[START OF Selected excerpt]

After four years of playing ice hockey, Brandon Smith may not have graduated from Miami University with an NHL career in his future, but he did leave Oxford with an idea. After 3 years in the minors, he and his hockey-playing brother at Brown University set out to turn that idea into a business.

It had to do with the sports drinks that they were provided as they competed, which didn’t have the desired effect on the Smith brothers. “Ask any of my old buddies, I was the sweaty guy on the team. I was drinking tons of sports drinks to keep from getting cramps and headaches from being dehydrated. In a couple hours of practice I could easily drink over 100 grams of added sugar on top of all the fake ingredients," he said.

"My brother used to get acid reflux from those same drinks too, so he’d be on the bench popping down heartburn tabs like they were candy just so he could stomach them,” Smith recalled. “We were crazy enough to set off and say, ‘Let’s try to make a healthy sports drink.’”

After starting their company in 2014, Brandon and his brother discovered that perhaps they weren’t offering the right option to thirsty people. “When we got it on the market, we saw that there was a need, but it wasn’t exactly how we thought it was. What consumers really were asking for were clean labels and low sugar,” Smith said.

[END OF Selected excerpt]
[START OF Dataset content]

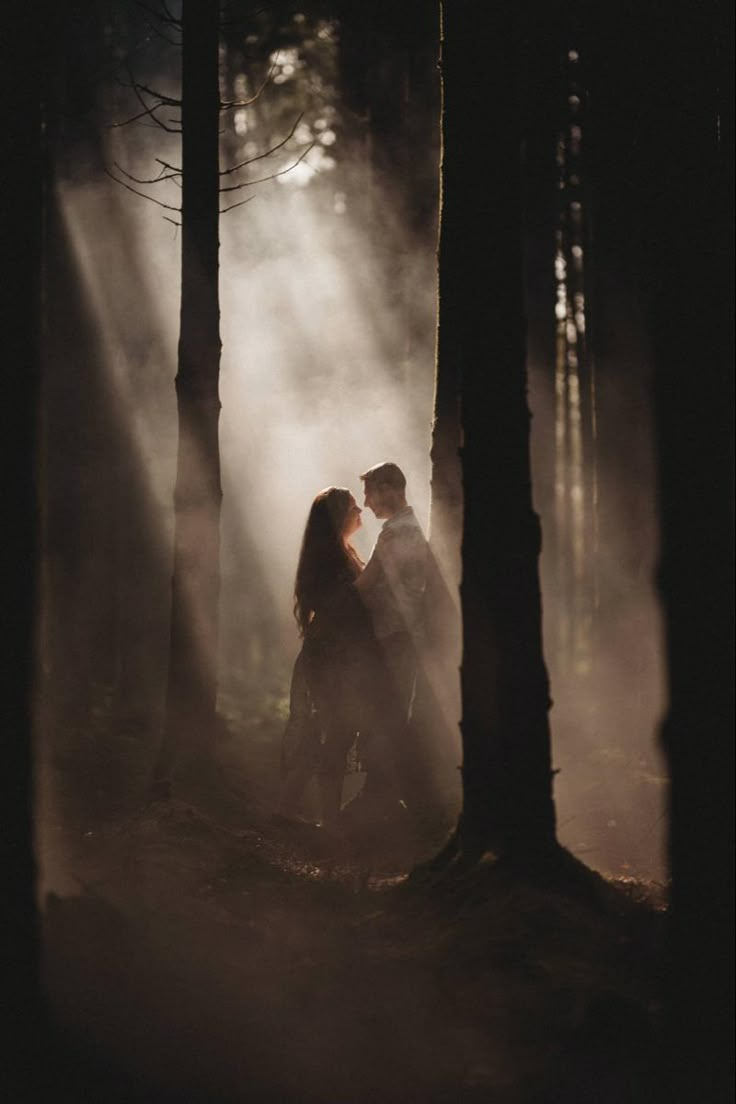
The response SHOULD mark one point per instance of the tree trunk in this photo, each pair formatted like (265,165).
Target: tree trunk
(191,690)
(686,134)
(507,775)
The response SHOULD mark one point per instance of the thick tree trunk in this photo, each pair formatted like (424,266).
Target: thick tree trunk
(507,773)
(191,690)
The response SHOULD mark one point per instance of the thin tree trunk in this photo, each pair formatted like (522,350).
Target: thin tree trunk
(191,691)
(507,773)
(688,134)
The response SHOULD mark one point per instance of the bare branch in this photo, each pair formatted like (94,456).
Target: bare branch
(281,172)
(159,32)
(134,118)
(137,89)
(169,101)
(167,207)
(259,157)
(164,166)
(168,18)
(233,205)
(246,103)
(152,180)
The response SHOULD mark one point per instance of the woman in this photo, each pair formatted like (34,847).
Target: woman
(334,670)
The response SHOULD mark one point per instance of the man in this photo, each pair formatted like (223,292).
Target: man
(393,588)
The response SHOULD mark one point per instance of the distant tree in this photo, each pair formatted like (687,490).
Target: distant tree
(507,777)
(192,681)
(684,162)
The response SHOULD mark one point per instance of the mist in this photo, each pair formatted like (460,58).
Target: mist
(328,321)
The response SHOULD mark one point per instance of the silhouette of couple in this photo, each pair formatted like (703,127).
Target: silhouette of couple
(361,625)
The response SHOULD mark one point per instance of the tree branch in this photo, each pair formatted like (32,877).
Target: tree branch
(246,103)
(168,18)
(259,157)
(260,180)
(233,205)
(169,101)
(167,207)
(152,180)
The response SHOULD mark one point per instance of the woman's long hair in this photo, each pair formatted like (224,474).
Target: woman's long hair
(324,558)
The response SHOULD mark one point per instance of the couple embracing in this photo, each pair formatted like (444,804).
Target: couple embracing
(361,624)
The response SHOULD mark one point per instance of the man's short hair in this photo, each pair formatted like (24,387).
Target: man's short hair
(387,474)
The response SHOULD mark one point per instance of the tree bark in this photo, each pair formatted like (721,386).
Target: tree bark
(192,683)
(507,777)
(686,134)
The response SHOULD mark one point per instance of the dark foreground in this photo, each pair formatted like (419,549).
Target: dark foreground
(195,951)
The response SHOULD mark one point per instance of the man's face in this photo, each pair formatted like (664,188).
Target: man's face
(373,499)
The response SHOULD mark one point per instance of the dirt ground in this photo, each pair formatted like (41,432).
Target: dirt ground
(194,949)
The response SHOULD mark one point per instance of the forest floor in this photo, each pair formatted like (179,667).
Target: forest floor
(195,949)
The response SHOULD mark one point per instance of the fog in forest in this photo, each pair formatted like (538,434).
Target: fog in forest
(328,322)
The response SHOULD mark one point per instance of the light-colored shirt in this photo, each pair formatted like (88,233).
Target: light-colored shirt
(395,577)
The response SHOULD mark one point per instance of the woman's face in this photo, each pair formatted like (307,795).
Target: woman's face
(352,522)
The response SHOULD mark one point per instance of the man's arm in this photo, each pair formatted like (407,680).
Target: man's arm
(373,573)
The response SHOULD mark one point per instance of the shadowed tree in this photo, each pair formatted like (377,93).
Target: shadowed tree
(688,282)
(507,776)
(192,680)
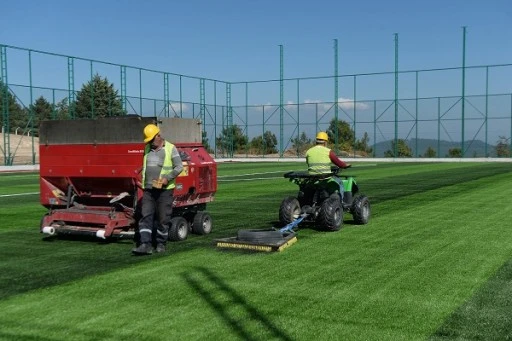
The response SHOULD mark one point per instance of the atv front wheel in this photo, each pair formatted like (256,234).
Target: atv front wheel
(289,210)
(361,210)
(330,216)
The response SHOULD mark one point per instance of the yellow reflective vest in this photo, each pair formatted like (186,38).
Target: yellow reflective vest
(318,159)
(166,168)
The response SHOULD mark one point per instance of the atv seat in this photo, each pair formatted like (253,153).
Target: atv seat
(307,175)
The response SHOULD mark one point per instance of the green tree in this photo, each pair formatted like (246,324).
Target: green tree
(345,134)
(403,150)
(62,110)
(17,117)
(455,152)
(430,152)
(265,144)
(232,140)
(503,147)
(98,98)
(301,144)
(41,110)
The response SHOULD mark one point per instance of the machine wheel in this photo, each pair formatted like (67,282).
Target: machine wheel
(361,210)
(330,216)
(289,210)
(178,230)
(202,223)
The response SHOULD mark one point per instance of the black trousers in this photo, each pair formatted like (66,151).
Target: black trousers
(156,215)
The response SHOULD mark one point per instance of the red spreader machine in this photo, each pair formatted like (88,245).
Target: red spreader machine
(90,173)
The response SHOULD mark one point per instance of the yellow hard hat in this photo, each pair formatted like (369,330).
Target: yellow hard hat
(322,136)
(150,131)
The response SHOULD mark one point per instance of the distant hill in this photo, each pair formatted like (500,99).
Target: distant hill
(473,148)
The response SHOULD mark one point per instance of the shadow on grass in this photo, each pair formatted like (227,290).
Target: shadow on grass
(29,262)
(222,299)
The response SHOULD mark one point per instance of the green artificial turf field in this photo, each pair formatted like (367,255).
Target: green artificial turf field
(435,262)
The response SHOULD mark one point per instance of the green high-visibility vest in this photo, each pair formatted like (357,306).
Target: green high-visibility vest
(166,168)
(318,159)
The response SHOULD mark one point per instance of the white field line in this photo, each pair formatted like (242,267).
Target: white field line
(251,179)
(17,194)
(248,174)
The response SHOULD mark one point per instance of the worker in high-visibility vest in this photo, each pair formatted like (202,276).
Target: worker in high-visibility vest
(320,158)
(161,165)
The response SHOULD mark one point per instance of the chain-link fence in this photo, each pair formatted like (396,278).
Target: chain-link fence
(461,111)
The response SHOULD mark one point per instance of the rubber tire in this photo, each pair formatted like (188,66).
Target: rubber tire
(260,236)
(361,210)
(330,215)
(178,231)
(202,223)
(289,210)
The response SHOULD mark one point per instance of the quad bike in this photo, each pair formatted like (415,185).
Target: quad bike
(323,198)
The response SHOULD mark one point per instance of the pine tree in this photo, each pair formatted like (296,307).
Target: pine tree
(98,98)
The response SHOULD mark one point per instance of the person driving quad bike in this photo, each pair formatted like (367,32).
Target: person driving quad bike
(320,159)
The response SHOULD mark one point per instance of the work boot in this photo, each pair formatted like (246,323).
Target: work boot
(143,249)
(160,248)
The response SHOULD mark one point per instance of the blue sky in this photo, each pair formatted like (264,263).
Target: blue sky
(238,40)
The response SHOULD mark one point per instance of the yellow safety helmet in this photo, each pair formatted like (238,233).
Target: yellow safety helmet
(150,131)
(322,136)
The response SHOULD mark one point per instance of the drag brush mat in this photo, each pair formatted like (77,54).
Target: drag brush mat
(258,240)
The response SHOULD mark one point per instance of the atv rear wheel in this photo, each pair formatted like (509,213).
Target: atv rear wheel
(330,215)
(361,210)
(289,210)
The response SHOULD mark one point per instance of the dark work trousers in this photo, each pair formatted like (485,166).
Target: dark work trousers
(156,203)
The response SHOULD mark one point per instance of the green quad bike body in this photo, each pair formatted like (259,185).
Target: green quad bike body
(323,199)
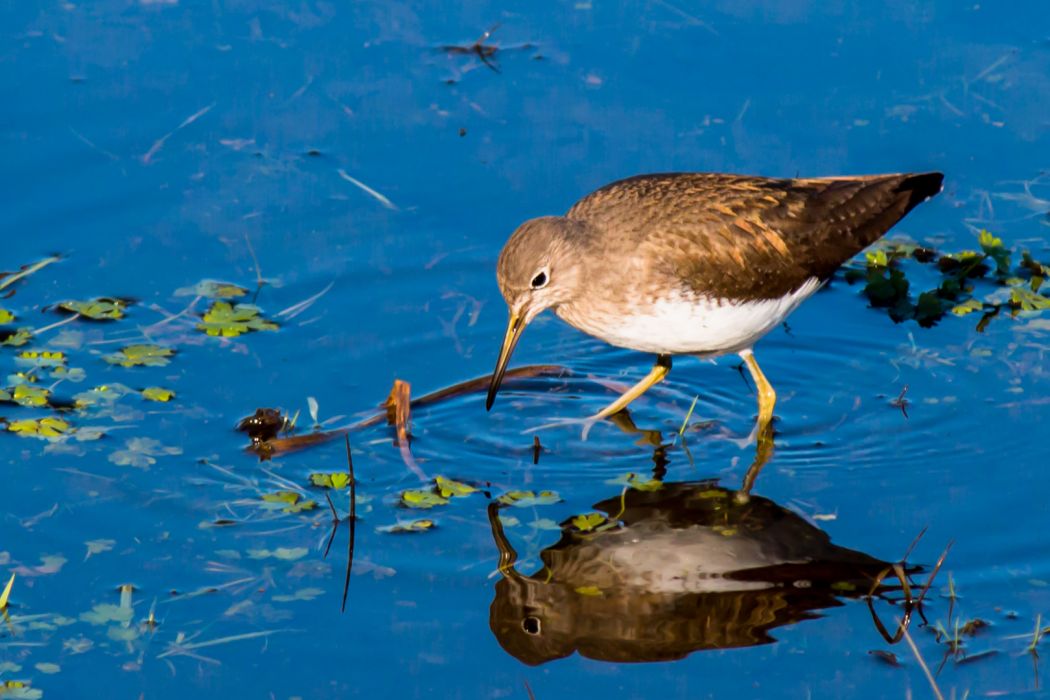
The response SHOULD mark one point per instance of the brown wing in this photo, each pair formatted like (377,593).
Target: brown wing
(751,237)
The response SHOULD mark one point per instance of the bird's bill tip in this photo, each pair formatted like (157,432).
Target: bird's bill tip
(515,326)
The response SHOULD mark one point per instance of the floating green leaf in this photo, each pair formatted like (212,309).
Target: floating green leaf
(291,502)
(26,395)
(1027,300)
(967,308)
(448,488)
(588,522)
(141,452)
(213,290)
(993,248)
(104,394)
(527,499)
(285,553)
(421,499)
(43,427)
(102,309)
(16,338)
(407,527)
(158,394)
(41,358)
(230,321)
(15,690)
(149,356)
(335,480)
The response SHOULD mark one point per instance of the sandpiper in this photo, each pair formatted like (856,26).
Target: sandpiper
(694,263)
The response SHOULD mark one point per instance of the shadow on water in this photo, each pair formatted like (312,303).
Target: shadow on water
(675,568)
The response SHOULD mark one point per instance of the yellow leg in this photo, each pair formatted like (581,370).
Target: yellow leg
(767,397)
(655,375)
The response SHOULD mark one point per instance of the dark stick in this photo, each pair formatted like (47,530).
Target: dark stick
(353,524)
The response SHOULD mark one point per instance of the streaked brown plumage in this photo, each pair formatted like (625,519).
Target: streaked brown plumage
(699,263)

[END OF Dataset content]
[START OF Dataset content]

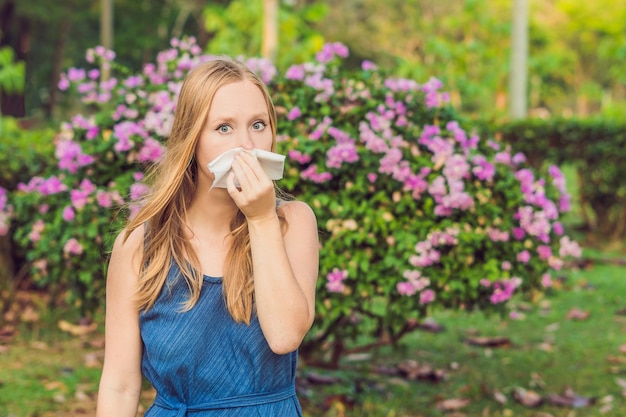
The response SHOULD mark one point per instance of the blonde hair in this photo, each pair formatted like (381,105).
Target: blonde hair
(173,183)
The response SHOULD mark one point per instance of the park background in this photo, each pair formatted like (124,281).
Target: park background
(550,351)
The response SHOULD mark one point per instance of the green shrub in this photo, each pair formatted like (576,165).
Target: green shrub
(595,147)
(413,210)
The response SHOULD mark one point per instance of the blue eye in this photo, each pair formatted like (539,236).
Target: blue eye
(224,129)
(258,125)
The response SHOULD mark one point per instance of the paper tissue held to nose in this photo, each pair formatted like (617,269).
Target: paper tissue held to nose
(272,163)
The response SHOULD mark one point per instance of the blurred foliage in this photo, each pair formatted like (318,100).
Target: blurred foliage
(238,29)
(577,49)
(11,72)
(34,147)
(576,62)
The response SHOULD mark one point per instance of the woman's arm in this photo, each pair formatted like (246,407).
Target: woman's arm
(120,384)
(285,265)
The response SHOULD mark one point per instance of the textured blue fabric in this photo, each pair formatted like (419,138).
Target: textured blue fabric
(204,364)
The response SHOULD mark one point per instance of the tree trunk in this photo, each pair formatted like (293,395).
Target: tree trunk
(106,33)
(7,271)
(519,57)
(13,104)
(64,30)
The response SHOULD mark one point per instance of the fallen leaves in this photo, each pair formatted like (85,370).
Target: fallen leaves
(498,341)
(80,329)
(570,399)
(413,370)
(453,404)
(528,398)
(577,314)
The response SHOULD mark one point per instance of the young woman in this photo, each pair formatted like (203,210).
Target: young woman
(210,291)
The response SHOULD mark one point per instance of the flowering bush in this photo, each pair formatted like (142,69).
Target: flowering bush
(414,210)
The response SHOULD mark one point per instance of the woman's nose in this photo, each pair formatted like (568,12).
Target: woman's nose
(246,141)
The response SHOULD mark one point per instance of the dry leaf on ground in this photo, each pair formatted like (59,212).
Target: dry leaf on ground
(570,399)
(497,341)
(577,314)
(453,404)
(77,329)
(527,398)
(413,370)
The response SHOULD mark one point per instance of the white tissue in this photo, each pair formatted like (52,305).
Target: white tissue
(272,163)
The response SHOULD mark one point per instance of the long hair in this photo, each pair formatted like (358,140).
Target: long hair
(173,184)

[END OF Dataset content]
[START OF Dataset content]

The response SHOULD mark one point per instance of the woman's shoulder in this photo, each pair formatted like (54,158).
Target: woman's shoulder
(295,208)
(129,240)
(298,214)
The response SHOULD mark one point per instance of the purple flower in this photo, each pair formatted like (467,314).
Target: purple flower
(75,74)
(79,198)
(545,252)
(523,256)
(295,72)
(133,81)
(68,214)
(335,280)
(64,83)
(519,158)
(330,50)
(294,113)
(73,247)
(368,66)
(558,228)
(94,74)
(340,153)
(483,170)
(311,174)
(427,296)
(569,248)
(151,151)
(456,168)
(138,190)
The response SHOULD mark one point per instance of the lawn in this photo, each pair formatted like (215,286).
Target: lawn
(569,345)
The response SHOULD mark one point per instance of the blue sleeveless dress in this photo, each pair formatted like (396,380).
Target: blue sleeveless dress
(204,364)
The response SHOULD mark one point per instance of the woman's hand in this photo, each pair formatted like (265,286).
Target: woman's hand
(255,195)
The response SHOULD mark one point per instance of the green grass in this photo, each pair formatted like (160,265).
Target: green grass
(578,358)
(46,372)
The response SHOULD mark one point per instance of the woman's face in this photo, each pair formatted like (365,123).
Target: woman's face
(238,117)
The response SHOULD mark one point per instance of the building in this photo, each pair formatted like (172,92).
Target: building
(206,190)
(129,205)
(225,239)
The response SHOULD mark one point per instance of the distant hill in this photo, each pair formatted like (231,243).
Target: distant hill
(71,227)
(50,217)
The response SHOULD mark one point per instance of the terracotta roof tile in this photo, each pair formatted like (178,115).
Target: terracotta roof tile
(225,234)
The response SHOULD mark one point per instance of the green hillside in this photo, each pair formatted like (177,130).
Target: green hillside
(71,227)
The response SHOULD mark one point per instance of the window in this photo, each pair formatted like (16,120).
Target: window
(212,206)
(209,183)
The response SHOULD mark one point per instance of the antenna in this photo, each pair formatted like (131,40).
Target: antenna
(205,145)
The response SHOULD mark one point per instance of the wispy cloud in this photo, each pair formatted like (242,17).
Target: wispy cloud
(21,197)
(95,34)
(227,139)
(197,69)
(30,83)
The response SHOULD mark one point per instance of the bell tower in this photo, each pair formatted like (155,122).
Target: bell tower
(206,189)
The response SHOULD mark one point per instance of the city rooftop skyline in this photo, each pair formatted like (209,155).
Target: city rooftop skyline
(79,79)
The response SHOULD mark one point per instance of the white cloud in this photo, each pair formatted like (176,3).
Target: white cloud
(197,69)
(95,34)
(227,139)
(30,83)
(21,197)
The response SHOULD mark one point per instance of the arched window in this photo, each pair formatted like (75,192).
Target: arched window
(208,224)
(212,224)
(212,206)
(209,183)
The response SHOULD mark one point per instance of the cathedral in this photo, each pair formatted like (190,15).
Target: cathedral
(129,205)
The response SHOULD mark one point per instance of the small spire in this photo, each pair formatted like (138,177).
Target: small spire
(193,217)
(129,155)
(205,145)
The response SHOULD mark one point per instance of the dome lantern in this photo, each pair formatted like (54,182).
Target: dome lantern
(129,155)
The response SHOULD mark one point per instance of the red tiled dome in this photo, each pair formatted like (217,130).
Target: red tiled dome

[END OF Dataset content]

Set problem 1:
Answer from the sports drink story:
(a) At which university did Brandon Smith play ice hockey for four years?
(b) How many grams of added sugar does he say he could drink in a couple hours of practice?
(c) In what year did the brothers start their company?
Set problem 2: Which physical complaints does the sports drink story mention? List every one.
Set problem 3: Set down the part of the sports drink story that opens with the words containing "After four years" and closes with "into a business.".

Output 1:
(a) Miami University
(b) Over 100 grams
(c) 2014

Output 2: Cramps, headaches, dehydration, acid reflux, heartburn

Output 3:
After four years of playing ice hockey, Brandon Smith may not have graduated from Miami University with an NHL career in his future, but he did leave Oxford with an idea. After 3 years in the minors, he and his hockey-playing brother at Brown University set out to turn that idea into a business.